Tetapi, mandat yang konon diberikan Surya Paloh kepada Anies untuk memilih cawapres sesuai hatinya itu terbukti mandat ompong belaka. Nyatanya, Surya Palohlah yang berkuasa menentukan Cak Imin buat mendampingi Anies.

Masih menjadi pertanyaan besar mengapa Surya Paloh tiba-tiba memilih Cak Imin dan bukannya AHY. Padahal, AHY adalah orang dalam KPP dan Cak Imin orang luar, bahkan sudah menjadi bagian dari Koalisi Kebangkitan Indonesia Raya (KKIR) bersama Prabowo Subianto.

Sebagai politikus dan bahkan "kingmaker", Surya berkepentingan menggoyang koalisi lain sebagai pesaingnya. Latar belakang Nasdem, partai yang dipimpinnya, membajak para caleg potensial dengan gelontoran Rupiah sudah menjadi "kredonya" di dua pemilu lalu, sehingga cara yang sama dilakukan untuk "membajak" Cak Imin yang dalam kondisi "bagai layangan putus tali" atau dalam konteks pacaran hanya di-PHP Prabowo yang tak kunjung "menikahinya". 

Di sisi lain, Surya melihat ke-NU-an Cak Imin yang bakal menangguk suara penting di Jawa Timur. Pilihannya tidak pada AHY atau Ahmad Heryawan lebih karena memenuhi "rasa keadilan", sebab PKS akan tersakiti jika Surya lebih memilih AHY untuk pendamping Anies. Demikian pula sebaliknya. Maka, Cak Imin ibarat mendapat durian runtuh -bukan sekadar durian dalam kardus- dengan didapuk secara mendadak sebagai cawapres. Memang itu tujuannya.

=-=-=

*INSTRUKSI TERTULIS 1*
Menurut teks tentang cawapres Anies, siapa yang sebenarnya menentukan Cak Imin untuk mendampingi Anies?

*Catatan dari set pelabelan titik*
=-=-=

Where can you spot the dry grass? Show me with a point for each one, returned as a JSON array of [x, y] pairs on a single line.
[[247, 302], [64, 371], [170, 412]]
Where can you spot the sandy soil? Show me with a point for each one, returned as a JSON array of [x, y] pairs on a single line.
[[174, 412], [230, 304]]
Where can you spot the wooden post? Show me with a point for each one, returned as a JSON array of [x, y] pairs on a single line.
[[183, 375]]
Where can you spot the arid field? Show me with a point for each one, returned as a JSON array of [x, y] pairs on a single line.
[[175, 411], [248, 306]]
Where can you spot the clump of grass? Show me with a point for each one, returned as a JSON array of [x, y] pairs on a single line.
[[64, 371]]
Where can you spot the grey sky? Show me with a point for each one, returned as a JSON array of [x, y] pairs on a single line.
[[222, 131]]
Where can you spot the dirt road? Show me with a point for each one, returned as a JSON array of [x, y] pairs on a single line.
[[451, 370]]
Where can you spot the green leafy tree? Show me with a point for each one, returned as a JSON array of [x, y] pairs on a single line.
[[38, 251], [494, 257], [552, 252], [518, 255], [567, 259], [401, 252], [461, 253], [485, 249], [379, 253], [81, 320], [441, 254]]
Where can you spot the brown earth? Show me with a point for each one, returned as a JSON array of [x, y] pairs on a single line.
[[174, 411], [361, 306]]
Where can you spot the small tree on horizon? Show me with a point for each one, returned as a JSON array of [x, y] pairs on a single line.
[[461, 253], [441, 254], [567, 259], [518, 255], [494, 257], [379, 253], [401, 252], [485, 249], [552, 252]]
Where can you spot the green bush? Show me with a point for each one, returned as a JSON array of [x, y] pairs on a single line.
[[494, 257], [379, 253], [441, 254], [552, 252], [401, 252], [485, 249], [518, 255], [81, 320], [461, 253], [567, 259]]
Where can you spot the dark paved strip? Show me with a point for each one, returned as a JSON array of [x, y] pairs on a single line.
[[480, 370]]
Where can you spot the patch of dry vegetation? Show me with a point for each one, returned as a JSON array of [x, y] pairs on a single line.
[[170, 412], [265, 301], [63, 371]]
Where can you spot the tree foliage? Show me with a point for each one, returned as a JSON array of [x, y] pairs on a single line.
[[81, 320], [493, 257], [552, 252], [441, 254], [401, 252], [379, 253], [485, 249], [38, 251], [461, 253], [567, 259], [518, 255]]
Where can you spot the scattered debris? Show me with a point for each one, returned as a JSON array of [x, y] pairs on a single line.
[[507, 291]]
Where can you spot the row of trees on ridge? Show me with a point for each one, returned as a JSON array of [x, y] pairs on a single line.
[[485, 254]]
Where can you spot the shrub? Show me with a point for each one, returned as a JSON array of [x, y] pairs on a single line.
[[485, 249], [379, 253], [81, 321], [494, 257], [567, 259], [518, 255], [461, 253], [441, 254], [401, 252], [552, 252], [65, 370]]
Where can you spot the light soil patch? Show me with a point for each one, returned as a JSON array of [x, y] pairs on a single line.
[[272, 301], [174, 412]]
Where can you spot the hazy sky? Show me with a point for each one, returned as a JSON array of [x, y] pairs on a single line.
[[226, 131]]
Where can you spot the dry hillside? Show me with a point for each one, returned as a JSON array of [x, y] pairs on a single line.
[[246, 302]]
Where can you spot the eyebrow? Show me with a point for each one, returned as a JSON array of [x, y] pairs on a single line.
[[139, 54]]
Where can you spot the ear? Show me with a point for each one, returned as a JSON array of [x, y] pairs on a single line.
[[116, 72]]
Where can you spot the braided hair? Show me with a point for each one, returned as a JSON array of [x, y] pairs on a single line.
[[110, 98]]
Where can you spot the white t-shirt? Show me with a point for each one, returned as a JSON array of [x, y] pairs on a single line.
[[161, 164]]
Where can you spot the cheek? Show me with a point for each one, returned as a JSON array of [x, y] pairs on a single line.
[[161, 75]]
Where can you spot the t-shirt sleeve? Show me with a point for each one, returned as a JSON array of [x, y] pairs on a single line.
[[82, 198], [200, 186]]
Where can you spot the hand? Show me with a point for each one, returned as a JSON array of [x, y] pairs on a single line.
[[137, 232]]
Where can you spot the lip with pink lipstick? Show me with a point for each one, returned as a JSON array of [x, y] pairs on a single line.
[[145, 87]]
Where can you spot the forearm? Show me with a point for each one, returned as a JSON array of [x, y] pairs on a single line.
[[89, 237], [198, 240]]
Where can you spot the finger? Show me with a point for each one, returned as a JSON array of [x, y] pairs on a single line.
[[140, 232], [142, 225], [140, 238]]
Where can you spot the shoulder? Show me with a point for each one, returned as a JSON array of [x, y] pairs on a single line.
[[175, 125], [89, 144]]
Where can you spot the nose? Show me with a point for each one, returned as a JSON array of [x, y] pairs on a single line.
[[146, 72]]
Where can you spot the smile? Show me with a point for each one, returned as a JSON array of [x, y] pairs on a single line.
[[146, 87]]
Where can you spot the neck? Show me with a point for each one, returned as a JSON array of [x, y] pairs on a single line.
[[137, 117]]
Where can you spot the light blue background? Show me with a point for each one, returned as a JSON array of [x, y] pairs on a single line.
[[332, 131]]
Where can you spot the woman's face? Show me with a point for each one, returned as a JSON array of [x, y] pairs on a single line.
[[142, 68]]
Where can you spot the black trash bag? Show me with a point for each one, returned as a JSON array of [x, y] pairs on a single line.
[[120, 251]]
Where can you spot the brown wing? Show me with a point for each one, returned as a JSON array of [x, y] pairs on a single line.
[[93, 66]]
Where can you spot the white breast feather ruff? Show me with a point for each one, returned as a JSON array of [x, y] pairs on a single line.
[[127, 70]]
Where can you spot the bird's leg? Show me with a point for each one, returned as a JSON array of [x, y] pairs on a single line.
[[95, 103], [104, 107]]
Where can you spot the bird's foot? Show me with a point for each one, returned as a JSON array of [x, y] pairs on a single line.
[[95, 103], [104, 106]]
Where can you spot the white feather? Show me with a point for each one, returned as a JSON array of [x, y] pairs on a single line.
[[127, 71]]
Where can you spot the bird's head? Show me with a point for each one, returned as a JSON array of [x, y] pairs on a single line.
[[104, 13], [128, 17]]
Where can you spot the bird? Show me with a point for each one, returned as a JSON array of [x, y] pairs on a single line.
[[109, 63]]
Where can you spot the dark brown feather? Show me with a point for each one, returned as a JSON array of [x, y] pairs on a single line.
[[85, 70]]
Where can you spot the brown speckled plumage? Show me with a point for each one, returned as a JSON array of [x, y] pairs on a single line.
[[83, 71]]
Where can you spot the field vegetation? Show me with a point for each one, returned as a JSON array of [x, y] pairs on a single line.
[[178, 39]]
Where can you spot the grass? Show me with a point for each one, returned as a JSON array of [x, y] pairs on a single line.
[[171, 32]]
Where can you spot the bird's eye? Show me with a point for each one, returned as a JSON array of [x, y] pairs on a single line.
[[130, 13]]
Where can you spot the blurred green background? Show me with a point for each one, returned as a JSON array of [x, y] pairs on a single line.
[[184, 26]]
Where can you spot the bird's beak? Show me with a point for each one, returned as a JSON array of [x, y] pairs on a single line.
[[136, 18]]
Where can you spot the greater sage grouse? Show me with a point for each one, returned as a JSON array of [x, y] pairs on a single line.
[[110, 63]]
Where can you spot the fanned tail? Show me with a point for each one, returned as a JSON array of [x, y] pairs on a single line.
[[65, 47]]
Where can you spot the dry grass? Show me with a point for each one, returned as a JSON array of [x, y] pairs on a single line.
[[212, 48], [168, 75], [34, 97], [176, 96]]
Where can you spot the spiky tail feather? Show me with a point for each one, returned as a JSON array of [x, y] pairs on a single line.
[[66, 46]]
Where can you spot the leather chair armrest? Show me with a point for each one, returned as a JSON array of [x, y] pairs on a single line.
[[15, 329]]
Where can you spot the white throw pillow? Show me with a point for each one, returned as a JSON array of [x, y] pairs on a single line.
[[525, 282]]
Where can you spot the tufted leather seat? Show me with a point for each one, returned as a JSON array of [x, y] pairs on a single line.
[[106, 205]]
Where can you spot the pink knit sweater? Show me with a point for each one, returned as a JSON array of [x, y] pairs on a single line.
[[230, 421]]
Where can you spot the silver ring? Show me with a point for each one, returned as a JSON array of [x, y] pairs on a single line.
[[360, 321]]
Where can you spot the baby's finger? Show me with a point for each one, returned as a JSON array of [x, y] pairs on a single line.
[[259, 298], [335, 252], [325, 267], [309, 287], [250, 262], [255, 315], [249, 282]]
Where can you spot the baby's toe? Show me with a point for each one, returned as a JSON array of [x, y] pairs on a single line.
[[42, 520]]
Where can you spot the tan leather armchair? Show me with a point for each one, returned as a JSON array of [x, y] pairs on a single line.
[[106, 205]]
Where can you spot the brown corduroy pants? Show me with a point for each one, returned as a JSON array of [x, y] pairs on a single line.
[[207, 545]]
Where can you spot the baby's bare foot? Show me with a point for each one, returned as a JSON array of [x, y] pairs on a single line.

=-=-=

*INSTRUKSI TERTULIS 2*
Kutip persis baris-baris catatan, mulai dari baris yang memuat "Where can you spot the sandy" sampai dengan baris yang memuat "[[175, 411], [248, 306]]".

*JAWABAN LENGKAP 1*
Surya Paloh.

*JAWABAN LENGKAP 2*
Where can you spot the sandy soil? Show me with a point for each one, returned as a JSON array of [x, y] pairs on a single line.
[[174, 412], [230, 304]]
Where can you spot the wooden post? Show me with a point for each one, returned as a JSON array of [x, y] pairs on a single line.
[[183, 375]]
Where can you spot the arid field? Show me with a point for each one, returned as a JSON array of [x, y] pairs on a single line.
[[175, 411], [248, 306]]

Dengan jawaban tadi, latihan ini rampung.